DESCRIPTION OF THE TASK — Write the lines below out exactly, dropping each picture.

EXCERPTED RECORDS —
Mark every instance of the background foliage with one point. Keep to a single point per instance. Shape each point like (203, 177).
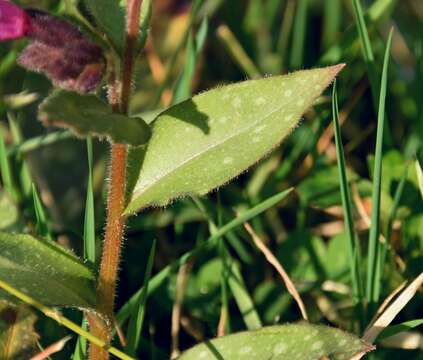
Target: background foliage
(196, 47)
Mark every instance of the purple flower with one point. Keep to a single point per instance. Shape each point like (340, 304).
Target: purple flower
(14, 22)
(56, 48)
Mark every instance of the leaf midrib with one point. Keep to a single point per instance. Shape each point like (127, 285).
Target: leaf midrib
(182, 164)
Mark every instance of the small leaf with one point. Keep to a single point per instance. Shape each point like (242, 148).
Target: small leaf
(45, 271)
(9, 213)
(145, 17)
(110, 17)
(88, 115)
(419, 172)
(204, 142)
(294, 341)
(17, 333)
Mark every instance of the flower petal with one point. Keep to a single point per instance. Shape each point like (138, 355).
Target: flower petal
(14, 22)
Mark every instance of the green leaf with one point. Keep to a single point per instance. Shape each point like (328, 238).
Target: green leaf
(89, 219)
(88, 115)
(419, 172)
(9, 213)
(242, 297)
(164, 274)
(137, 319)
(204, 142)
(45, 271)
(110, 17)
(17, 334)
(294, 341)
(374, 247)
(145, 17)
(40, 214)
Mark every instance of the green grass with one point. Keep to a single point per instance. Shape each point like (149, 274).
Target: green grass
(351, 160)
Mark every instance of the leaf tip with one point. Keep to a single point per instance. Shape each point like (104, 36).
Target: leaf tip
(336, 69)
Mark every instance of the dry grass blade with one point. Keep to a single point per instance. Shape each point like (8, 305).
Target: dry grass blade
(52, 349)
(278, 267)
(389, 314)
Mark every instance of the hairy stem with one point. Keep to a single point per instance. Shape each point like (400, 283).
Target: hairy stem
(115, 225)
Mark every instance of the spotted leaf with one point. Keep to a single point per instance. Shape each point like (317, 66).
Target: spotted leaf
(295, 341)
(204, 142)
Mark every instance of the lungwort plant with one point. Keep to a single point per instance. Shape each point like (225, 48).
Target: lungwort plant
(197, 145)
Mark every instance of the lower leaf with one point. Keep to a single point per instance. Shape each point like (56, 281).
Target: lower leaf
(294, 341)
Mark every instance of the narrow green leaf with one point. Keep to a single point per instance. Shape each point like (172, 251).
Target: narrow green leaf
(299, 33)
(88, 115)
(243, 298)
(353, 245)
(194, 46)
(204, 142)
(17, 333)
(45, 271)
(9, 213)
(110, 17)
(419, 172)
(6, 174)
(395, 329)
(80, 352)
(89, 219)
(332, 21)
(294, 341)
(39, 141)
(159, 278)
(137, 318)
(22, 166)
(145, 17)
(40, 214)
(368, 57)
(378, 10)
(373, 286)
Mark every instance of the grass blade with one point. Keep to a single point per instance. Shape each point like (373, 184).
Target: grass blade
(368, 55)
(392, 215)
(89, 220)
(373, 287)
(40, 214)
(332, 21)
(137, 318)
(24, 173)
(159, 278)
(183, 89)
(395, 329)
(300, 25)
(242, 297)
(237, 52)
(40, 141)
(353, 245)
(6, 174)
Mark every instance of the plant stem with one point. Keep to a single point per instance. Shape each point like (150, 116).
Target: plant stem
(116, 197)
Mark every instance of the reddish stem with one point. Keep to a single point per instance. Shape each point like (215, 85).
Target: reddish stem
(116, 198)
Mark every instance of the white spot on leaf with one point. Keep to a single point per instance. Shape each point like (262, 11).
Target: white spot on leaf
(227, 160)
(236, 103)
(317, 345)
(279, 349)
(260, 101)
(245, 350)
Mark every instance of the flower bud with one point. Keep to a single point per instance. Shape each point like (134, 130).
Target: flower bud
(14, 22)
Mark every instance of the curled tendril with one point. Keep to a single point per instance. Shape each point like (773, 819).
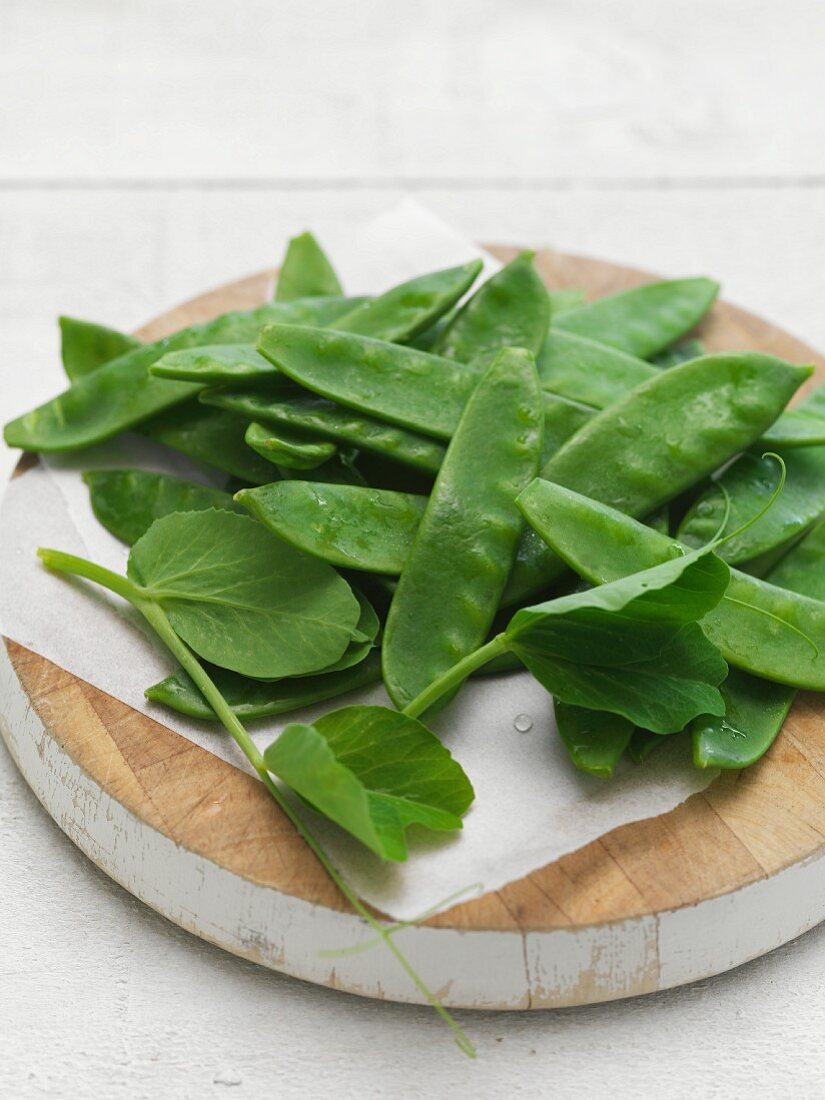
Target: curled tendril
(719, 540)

EXERCISE OUTPUT —
Mark every instance of the background foliage with one point. Keep to a single point per instance. Shape each point like (203, 177).
Target: background foliage
(196, 47)
Mark every instance of the purple flower with one point. Keep to a single point per instance. Shape each point like (340, 304).
Target: purple flower
(14, 22)
(56, 48)
Mark every instance of the leaf midrib with one point. Keep to a single point per instance. Shape each point like (127, 285).
Target: leaf midrib
(182, 164)
Mark every instance of the small leaf with one point. Keep to a single point per instance. Shape each point like (242, 148).
Target: small leaf
(45, 271)
(9, 213)
(145, 17)
(110, 17)
(88, 115)
(419, 172)
(204, 142)
(294, 341)
(17, 333)
Mark every instance of the flower petal with one point. Keep to a single point per instance. Shape each point like (138, 355).
Target: flower petal
(14, 22)
Mark every instance of the green leaf with one point. Keep to a single point per instance. Shape each point like (328, 238).
Target: green leaf
(89, 219)
(88, 115)
(419, 172)
(9, 213)
(242, 297)
(164, 274)
(137, 319)
(204, 142)
(45, 271)
(110, 17)
(17, 334)
(294, 341)
(374, 247)
(145, 17)
(40, 214)
Mark every instance of the green grass with one point. Keep to a single point per instance. Shape each point like (149, 274).
Target: green grass
(351, 160)
Mark every instance of the leaf tip with one point. Keep to a single point per instance. Shape each point like (104, 36).
Target: leaf tip
(336, 69)
Mark every instance of the dry grass blade with one point. Keep to a single point per instance. Shape each point like (8, 305).
Target: dry grass blade
(52, 349)
(278, 267)
(389, 314)
Mark every instance of the hairy stem with one point. Keep to a single point per instance. Shape each point like (400, 283).
Target: hairy stem
(115, 225)
Mark every instance of the spotted leaf with one point. Keep to a single point per instance. Shape each point like (317, 66).
Target: spotted leaf
(295, 341)
(204, 142)
Mark every instance of the lungwort plant with one point. Keep to a single point per instance. Shape each point like (225, 48).
Target: lungwort plant
(197, 145)
Mark every instance of the lower leaf with one point. Keep to a single point per instance. Shape each point like (56, 281).
Target: lower leaf
(294, 341)
Mark every instance of the narrow green leaf with one point. Keep to a single point per instance. Shape each point like (172, 251).
Target: narrow green leaf
(299, 33)
(88, 115)
(243, 298)
(353, 245)
(194, 46)
(204, 142)
(17, 333)
(45, 271)
(9, 213)
(110, 17)
(419, 172)
(6, 174)
(395, 329)
(80, 352)
(89, 219)
(332, 21)
(294, 341)
(39, 141)
(159, 278)
(137, 318)
(22, 166)
(145, 17)
(40, 214)
(368, 57)
(378, 10)
(373, 286)
Mark every instance of the grass blade with one point. Keep to a single point per instance. Shape each point like (373, 184).
Target: grass blade
(368, 55)
(392, 215)
(89, 220)
(373, 287)
(40, 214)
(332, 21)
(137, 318)
(24, 173)
(159, 278)
(183, 89)
(395, 329)
(300, 25)
(242, 297)
(237, 52)
(40, 141)
(353, 245)
(6, 174)
Mark every instance of the plant stem with one point. Keep to a single point per instance. Shape each point like (150, 116).
Target: plant stem
(116, 197)
Mark every instance of the reddish stem with one point. Keep to a single point per instance. Shape each point like (215, 85).
Target: reddish stem
(116, 198)
Mark every instance of the white spot on leaf with one point. Keep to a single point per instance. Shape each point like (262, 11).
Target: white spot on leaf
(227, 160)
(236, 103)
(317, 345)
(279, 349)
(260, 101)
(245, 350)
Mark every instance of the flower bud with one point. Keep to a single point per instance. Shape each point like (134, 130).
Target: flower bud
(14, 22)
Mark every instance of the curled tendril with one point. Keep to a single point per instance. Shape each point like (773, 819).
Target: curled tendril
(719, 540)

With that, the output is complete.